◆ Text excerpt ◆
-- Begin --
Any watch where the 24H or ‘home time’ indication is on the dial is mechanically similar in the abstract to placing the GMT hand bottommost, because the bottommost hand is the one adjacent to the dial. Examples include the Rolex Sky-Dweller and the VC Harmony Dual Time.
Vacheron Constantin Harmony Dual Time in two sizes. The hour hand is an IAHH while the subdials all indicate ‘home time’.
In the ‘hidden’ home time hands of Patek Travel Time watches, the Tonda PF GMT Rattrapante, etc., it is desirable that the IAHH is higher in the stack, so that, when back home, the differently-colored ‘home time’ hand is the one covered by the normal-colored IAHH.
The upshot is that there is no ‘right’ GMT hand stack. It depends on the design objectives.
Patek Philippe’s characteristic pusher-style interface for adjusting the hours is already apparent in Louis Cottier’s 1959 patent below, in figure 4. The 12-toothed pinion and a very delicate-looking jumper spring are drawn in figure 2.
Swiss patent 340191 for Cottier’s push button travel time mechanism. Image from Collectability
In 2017, the firm offered the ref. 5650 Aquanaut Travel Time Advanced Research, with a compliant mechanism to replace many small parts of the pusher system. By comparing the photo below with Cottier’s 70-year old diagram, one can see where the ‘claws’ of the new part engage.
-- End --
◆ Data excerpts ◆
-- Begin --
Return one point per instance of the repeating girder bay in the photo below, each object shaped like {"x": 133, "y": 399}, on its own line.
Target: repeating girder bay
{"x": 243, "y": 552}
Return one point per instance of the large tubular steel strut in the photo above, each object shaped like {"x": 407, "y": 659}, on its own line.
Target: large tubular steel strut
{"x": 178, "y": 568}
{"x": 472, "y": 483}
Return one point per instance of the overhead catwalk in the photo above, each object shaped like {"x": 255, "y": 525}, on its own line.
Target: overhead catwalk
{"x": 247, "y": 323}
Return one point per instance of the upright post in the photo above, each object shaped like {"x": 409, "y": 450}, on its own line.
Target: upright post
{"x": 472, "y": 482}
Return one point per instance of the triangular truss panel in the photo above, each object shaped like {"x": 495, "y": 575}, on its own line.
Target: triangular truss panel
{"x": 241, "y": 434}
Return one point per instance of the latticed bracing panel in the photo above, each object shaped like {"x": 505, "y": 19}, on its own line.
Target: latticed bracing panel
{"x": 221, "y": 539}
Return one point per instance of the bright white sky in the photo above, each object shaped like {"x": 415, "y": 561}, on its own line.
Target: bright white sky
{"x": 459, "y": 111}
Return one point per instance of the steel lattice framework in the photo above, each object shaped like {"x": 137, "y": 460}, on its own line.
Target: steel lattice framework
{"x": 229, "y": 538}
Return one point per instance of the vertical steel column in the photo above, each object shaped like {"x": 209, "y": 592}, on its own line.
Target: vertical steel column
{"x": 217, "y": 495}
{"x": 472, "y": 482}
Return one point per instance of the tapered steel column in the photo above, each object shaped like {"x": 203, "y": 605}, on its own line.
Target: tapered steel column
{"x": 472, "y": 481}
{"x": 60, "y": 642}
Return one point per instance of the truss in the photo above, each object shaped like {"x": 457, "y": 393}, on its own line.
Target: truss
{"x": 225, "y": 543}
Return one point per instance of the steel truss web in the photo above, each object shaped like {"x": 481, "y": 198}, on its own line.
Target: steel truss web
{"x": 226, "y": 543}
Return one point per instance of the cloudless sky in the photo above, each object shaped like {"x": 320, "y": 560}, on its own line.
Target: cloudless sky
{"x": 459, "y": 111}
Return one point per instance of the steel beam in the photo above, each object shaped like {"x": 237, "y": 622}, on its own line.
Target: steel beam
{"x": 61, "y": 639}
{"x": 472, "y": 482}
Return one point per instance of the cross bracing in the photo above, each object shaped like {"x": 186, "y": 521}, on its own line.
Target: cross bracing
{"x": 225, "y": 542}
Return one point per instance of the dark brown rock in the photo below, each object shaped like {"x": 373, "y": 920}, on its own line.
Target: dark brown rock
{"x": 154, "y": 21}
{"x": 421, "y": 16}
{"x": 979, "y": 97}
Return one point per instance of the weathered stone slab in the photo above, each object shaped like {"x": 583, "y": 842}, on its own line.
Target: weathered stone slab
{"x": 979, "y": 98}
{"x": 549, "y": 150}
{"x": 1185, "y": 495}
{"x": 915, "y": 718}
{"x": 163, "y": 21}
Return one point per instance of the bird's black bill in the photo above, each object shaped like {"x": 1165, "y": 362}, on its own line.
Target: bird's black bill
-- End --
◆ Tasks ◆
1 > Update the GMT hand stack text from the words "In the ‘hidden’" through the words "in figure 2.", swapping "design objectives" for "design goals".
2 > According to the GMT hand stack text, what did the ref. 5650 Aquanaut Travel Time Advanced Research use to replace many small parts of the pusher system?
3 > Resume the GMT hand stack text after its final sentence.
The records have no connection to the text.

◆ Results ◆
1 >
In the ‘hidden’ home time hands of Patek Travel Time watches, the Tonda PF GMT Rattrapante, etc., it is desirable that the IAHH is higher in the stack, so that, when back home, the differently-colored ‘home time’ hand is the one covered by the normal-colored IAHH.
The upshot is that there is no ‘right’ GMT hand stack. It depends on the design goals.
Patek Philippe’s characteristic pusher-style interface for adjusting the hours is already apparent in Louis Cottier’s 1959 patent below, in figure 4. The 12-toothed pinion and a very delicate-looking jumper spring are drawn in figure 2.

2 > A compliant mechanism.

3 >
Of this part, which Jack Forster dubbed the ‘crab’, he wrote (hyperlink aded by me):
The level of precision required probably could not be achieved with classical methods – the clearance between the leaf springs, where they form an "x," is only 150 microns – but the whole thing is hand-finished (which must have been, given the configuration of the mechanism, and to put it colloquially, a royal pain in the ass for whomever had to do it) and it looks very cool as well. It has a kind of intuitive appeal; almost no one could imagine such a thing but the basic principle, and construction, seem obvious and self-evident when you see it working. The easiest way to understand how it works is to watch this little short
Considering that this same 2017 watch also debuted a new inner terminal curve of the Spiromax hairspring and a new accuracy spec of -1/+2 s/day, I think it is fair to say that that the watch was a deliberate pairing of accuracy-enhancement with accuracy-preservation (with a dollop of convenience).
Aquanaut Travel Time Advanced Research ref. 5650G. The IAHH is the ‘travel time’ hand while ‘home time’ is skeletonized to tuck underneath it.
Complicating complications
An IAHH is simple enough in concept, but what about IAHH with (local) date (such as the preceding Aquanaut)?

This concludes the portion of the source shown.